* _TASK REQUIREMENTS_
Write out, word for word, the lines of the records below, starting at the line that contains "like [[642, 98]]." and ending at the line that contains "[[140, 447]]", with both of those lines included.

──────── RECORDS TO PROCESS

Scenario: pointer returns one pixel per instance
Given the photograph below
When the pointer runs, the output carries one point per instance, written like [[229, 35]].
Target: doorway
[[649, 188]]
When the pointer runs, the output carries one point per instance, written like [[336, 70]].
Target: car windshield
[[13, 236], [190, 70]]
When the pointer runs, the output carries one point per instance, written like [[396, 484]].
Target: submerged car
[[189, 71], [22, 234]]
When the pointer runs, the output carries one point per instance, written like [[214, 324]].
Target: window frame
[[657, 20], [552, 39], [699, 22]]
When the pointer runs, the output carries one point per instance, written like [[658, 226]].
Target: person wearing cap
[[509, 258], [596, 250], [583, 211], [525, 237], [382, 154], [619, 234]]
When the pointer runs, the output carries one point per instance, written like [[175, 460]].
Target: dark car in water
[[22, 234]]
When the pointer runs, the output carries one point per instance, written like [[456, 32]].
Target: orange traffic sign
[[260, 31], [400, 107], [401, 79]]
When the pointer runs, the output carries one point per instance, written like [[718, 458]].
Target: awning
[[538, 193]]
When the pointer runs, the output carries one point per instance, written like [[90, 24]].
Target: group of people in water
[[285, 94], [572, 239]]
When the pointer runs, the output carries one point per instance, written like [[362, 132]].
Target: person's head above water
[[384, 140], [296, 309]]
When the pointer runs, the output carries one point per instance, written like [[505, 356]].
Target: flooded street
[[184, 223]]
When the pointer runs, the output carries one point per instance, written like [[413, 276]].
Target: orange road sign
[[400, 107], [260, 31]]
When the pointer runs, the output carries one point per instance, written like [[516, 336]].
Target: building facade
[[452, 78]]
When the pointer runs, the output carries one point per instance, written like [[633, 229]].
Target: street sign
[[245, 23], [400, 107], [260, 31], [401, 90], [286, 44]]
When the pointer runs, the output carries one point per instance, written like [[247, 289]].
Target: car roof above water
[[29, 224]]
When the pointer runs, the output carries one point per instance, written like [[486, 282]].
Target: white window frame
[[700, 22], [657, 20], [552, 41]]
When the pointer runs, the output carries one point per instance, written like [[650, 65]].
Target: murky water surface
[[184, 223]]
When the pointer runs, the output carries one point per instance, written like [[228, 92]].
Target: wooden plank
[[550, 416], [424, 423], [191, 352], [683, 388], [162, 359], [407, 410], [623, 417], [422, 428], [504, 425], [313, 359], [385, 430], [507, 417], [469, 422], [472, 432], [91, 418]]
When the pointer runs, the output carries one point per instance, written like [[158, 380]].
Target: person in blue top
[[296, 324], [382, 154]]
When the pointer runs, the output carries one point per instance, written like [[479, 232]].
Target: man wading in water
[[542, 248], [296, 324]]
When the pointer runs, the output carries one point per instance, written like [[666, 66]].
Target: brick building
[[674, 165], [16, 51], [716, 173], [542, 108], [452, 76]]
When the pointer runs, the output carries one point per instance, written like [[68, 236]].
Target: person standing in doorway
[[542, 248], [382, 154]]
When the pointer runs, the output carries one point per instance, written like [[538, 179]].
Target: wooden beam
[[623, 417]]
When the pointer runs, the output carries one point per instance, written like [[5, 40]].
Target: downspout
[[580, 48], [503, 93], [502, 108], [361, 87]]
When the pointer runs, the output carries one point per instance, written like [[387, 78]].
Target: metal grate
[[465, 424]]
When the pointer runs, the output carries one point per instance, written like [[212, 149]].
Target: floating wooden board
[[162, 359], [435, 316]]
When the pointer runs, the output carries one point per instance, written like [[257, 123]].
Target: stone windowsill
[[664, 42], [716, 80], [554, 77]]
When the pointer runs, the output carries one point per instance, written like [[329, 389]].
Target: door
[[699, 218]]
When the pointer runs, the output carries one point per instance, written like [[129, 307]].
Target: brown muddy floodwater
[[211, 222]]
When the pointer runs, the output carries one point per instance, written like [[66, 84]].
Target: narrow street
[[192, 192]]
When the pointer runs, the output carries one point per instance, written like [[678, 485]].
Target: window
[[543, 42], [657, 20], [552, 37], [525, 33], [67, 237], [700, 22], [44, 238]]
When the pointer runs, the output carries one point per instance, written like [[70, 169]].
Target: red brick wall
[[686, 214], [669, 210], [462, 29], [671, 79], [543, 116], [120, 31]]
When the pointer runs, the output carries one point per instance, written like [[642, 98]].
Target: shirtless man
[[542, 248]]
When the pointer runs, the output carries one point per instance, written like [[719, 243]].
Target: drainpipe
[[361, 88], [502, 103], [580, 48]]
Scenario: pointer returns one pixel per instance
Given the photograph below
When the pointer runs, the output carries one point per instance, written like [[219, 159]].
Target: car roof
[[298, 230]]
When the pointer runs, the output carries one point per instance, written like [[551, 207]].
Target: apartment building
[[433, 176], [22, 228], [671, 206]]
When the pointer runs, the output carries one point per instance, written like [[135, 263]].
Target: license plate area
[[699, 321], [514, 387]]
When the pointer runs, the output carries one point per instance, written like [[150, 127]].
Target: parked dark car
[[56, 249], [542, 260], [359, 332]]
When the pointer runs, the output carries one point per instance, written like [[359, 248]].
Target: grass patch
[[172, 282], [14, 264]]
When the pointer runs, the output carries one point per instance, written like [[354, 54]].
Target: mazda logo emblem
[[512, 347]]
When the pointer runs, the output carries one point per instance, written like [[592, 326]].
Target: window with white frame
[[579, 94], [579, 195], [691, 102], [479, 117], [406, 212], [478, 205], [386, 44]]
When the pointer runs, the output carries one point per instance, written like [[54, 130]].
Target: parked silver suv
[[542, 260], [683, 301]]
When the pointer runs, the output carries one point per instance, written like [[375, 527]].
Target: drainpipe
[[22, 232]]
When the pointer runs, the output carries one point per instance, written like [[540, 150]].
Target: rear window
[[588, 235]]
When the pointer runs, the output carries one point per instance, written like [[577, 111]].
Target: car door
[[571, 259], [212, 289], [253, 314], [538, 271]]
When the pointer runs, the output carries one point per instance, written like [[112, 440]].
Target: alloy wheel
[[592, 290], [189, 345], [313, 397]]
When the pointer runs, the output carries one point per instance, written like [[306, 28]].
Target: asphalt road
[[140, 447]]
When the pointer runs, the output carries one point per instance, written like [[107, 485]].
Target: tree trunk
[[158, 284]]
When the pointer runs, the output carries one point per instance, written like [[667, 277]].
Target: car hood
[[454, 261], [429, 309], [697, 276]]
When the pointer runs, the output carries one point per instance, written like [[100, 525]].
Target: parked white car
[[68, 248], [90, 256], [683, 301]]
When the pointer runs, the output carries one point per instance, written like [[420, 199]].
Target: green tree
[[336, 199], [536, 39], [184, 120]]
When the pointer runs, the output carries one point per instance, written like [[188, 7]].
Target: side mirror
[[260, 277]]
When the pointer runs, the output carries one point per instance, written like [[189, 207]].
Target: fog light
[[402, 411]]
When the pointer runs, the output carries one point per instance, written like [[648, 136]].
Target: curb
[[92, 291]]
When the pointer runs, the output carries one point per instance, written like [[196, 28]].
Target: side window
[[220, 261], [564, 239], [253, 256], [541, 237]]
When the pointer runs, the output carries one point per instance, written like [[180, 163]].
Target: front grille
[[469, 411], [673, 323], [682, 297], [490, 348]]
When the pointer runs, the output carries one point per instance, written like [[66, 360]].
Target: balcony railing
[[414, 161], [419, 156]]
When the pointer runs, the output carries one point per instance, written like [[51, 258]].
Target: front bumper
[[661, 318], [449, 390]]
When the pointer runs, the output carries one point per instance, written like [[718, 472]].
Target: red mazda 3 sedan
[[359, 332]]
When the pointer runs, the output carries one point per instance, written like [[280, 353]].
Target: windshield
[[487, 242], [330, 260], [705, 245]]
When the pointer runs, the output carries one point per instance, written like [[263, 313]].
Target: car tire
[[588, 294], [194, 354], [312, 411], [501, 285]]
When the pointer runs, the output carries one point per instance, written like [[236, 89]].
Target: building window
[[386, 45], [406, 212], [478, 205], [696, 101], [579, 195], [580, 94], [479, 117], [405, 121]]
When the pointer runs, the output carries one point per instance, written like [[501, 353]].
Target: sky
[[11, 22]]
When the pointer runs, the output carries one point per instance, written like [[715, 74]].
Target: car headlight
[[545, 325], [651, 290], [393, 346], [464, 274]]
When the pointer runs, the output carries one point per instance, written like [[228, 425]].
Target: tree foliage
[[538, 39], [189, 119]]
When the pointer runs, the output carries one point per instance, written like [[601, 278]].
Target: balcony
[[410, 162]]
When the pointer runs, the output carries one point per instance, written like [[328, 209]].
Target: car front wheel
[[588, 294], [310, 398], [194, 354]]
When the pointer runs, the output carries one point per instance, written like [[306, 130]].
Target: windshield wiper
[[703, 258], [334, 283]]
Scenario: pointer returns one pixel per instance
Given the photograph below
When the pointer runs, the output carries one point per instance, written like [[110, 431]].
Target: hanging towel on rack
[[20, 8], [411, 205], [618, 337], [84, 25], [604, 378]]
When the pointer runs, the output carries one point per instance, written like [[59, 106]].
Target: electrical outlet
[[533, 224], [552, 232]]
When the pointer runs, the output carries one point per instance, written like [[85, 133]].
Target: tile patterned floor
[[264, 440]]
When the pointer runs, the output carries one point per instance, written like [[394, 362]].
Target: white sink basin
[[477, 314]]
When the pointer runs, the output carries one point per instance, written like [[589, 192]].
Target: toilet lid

────────────────

* _WRITTEN ANSWER_
When the pointer runs, the output carries one point per instance, written like [[642, 98]].
Target: shirtless man
[[542, 248]]
When the pointer runs, the output carries one point per instance, written like [[719, 243]].
Target: drainpipe
[[361, 88], [502, 103], [580, 48]]
Scenario: pointer returns one pixel per instance
Given the photograph below
When the pointer runs, the output carries one point per instance, written like [[219, 159]].
Target: car roof
[[298, 230]]
When the pointer runs, the output carries one point per instance, written like [[551, 207]].
Target: apartment building
[[433, 176], [22, 228], [671, 206]]
When the pointer runs, the output carries one point per instance, written like [[135, 263]].
Target: license plate area
[[699, 321], [514, 387]]
When the pointer runs, the output carries one point per instance, written like [[150, 127]].
Target: parked dark car
[[56, 249], [542, 260], [359, 332]]
When the pointer runs, the output carries one point per instance, written like [[359, 248]].
Target: grass patch
[[172, 282], [14, 264]]
When the pointer runs, the output carries one point per instance, written like [[354, 54]].
Target: mazda logo emblem
[[512, 347]]
When the pointer runs, the output carries one point per instance, written like [[592, 326]].
Target: window with white frame
[[579, 94], [579, 195], [691, 102], [479, 117], [406, 212], [478, 205], [386, 44]]
When the pointer runs, the output carries one point per instance, written like [[54, 130]].
Target: parked silver suv
[[542, 260], [683, 301]]
When the pointer runs, the output carries one point per instance, written like [[375, 527]].
Target: drainpipe
[[22, 232]]
When the pointer runs, the output carries one point per instance, written like [[540, 150]].
Target: rear window
[[588, 235]]
When the pointer runs, the output carries one point per instance, written like [[577, 111]].
Target: car door
[[571, 259], [212, 289], [253, 314], [538, 271]]
When the pointer runs, the output carries one point per instance, written like [[112, 440]].
Target: alloy wheel
[[592, 290], [189, 345], [313, 397]]
When the pointer runs, the output carries one point per instance, written like [[306, 28]].
Target: asphalt road
[[140, 447]]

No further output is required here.